Selected passage:

AWIPS-GOES Data Utilization Page
July 1997 Edition - Dan
Birkenheuer
Introduction
This is a page designed
to offer
some insights in the application of GOES
satellite data to AWIPS
. It illustrates some of the work that is being conducted at the Forecast
Systems Laboratory (FSL). Most of our satellite research at FSL is
targeted toward using data on workstations. The GOES data that will be
getting to the forecast office of the future will be coming through
AWIPS
and its own satellite broadcast network (SBN). SBN
should not be confused with the GVAR
or "raw data" down-link transmission. Rather the data on SBN is
designed
as"display ready" images, SBN also contains model data and other
nationally
disseminated data that is needed in the forecast office. The SBN image
data come in standard projections and contain 8-bit pixels. These 8-bit
gray scale images span 0 to 255 bits where 0 is dark and 255 is pure
white.
The images are of fixed dimension and since they have been remapped to
standard projections, a specific location in each will always reference
the same earth location (latitude and longitude). This makes it very
easy
to work with this type of image; one does not have to be concerned with
remapping each pixel, they are already remapped.

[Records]

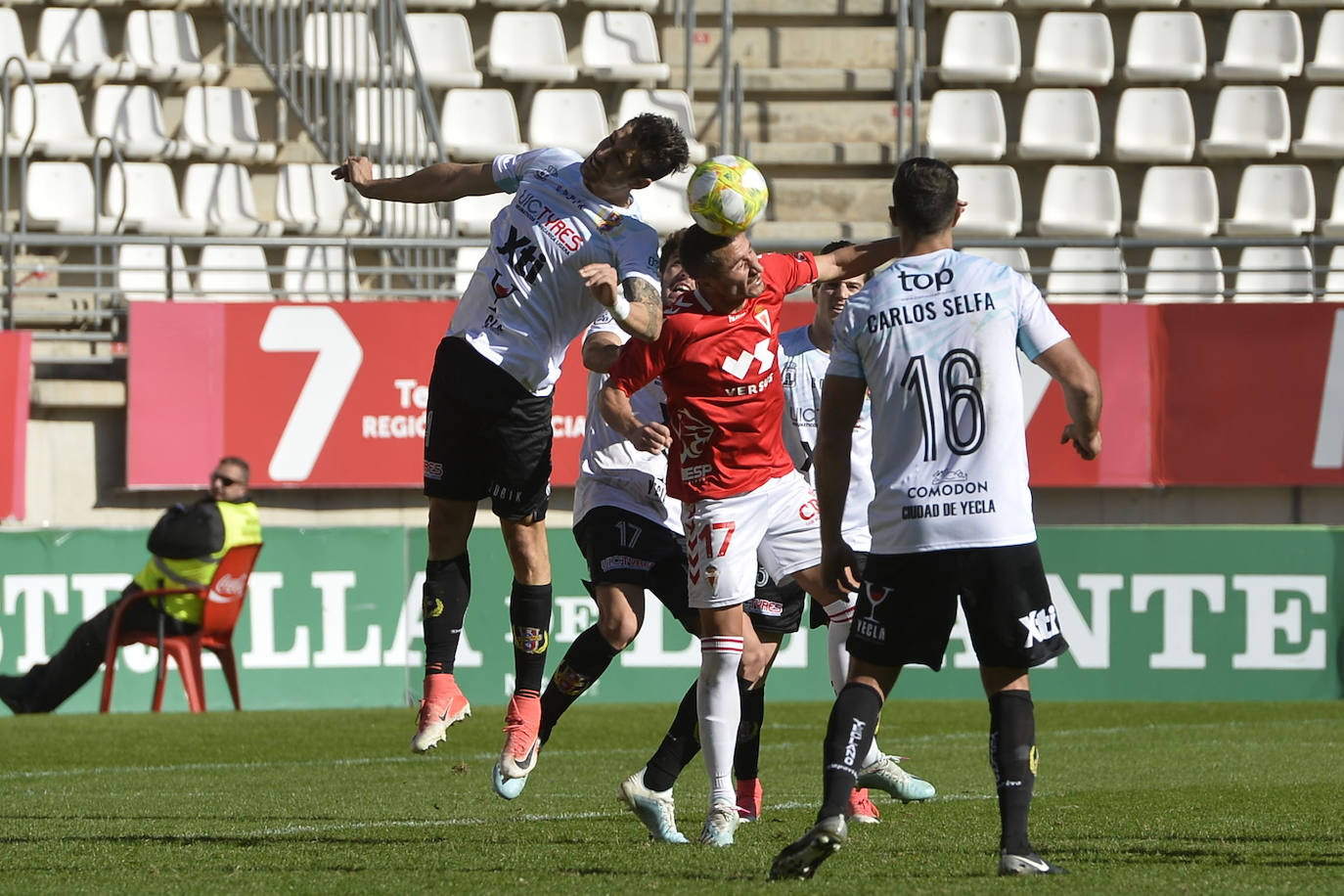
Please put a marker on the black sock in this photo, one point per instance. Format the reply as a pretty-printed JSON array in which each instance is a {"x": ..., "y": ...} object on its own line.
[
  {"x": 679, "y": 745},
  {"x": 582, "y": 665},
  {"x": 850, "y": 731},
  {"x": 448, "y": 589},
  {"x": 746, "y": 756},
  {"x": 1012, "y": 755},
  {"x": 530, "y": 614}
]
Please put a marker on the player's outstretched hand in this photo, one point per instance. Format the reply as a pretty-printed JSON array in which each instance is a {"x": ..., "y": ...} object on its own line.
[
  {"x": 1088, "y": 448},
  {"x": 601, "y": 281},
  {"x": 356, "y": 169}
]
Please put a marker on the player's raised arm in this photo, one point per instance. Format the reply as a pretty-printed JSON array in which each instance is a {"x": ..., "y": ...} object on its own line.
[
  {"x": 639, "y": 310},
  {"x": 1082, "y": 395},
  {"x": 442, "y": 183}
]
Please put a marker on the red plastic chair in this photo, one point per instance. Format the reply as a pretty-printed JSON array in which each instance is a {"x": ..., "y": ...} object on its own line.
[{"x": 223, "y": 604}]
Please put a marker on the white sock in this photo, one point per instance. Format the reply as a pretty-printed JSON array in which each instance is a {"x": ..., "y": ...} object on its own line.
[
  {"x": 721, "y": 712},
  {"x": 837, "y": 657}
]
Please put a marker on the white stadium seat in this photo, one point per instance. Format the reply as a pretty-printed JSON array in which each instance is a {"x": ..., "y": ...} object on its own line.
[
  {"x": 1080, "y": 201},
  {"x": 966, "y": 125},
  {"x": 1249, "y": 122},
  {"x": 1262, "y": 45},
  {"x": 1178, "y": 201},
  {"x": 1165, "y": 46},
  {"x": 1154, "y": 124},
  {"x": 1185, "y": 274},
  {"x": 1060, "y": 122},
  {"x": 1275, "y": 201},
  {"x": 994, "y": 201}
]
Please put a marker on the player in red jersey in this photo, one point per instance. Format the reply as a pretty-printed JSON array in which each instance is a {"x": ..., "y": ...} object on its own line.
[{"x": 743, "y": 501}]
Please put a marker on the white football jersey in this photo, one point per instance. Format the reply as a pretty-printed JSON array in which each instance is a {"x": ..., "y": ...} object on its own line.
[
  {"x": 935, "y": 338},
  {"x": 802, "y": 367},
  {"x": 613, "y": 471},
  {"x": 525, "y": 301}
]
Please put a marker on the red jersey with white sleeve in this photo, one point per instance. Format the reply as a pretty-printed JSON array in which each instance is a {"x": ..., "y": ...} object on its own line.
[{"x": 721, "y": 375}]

Exercise brief:
Quote the GOES satellite data page starting with "The images are" and going on through "are already remapped.". You won't need the lines for this.

Solution to the exercise:
The images are of fixed dimension and since they have been remapped to
standard projections, a specific location in each will always reference
the same earth location (latitude and longitude). This makes it very
easy
to work with this type of image; one does not have to be concerned with
remapping each pixel, they are already remapped.